━━━ EXTRACTED MATERIAL ━━━

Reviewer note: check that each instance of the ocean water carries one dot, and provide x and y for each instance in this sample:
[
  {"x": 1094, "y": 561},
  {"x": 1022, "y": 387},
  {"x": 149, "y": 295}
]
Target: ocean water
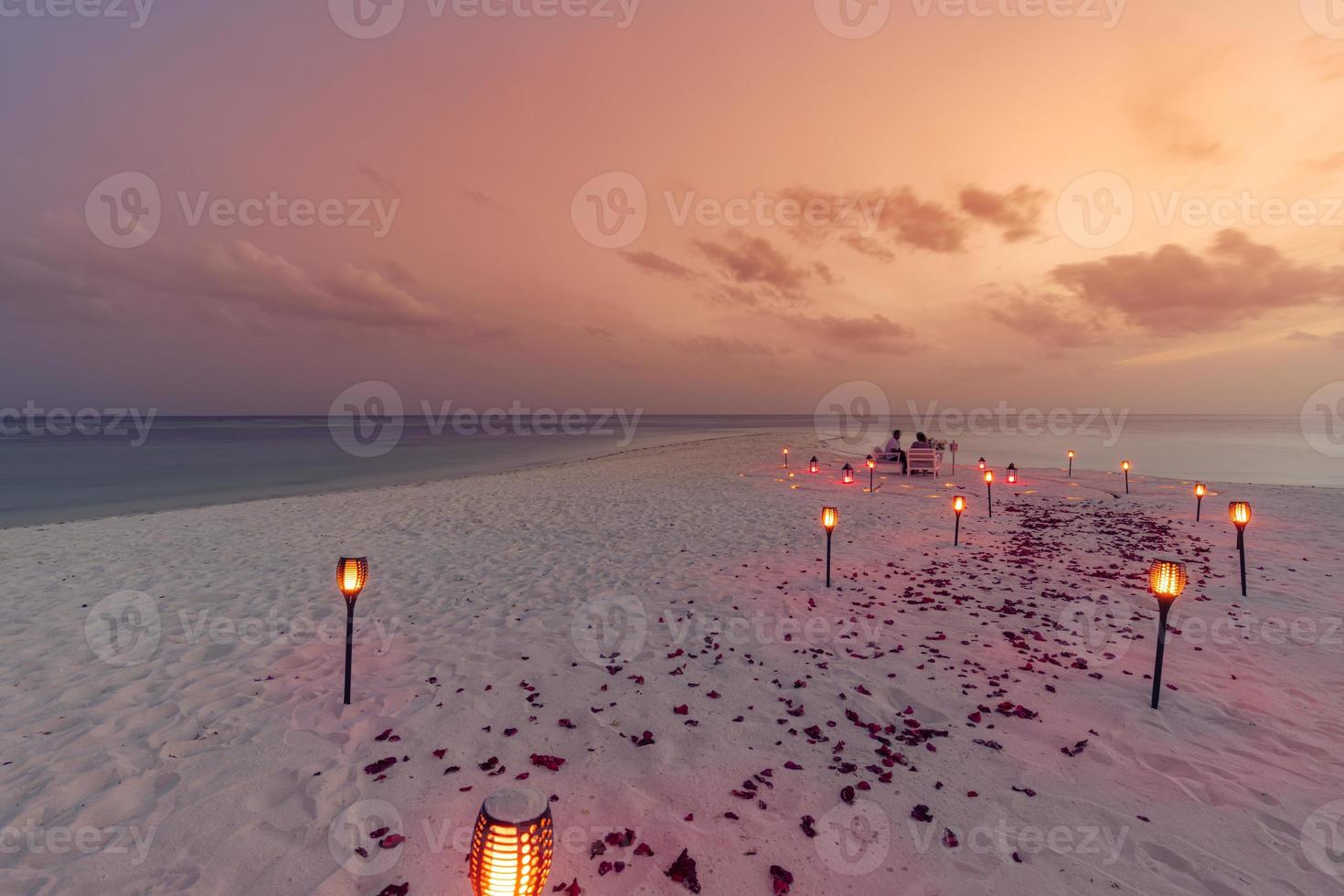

━━━

EXERCISE INSTRUCTIONS:
Render the material above as a JSON list of strings, one string per line, with blank lines skipped and the pictures left out.

IN RESPONSE:
[
  "Reviewer note: check that each instance of the ocean water carries one dot, and provide x and y for each instance in this sample:",
  "[",
  "  {\"x\": 1094, \"y\": 561},",
  "  {\"x\": 1022, \"y\": 387},",
  "  {\"x\": 149, \"y\": 295}",
  "]",
  "Target: ocean water"
]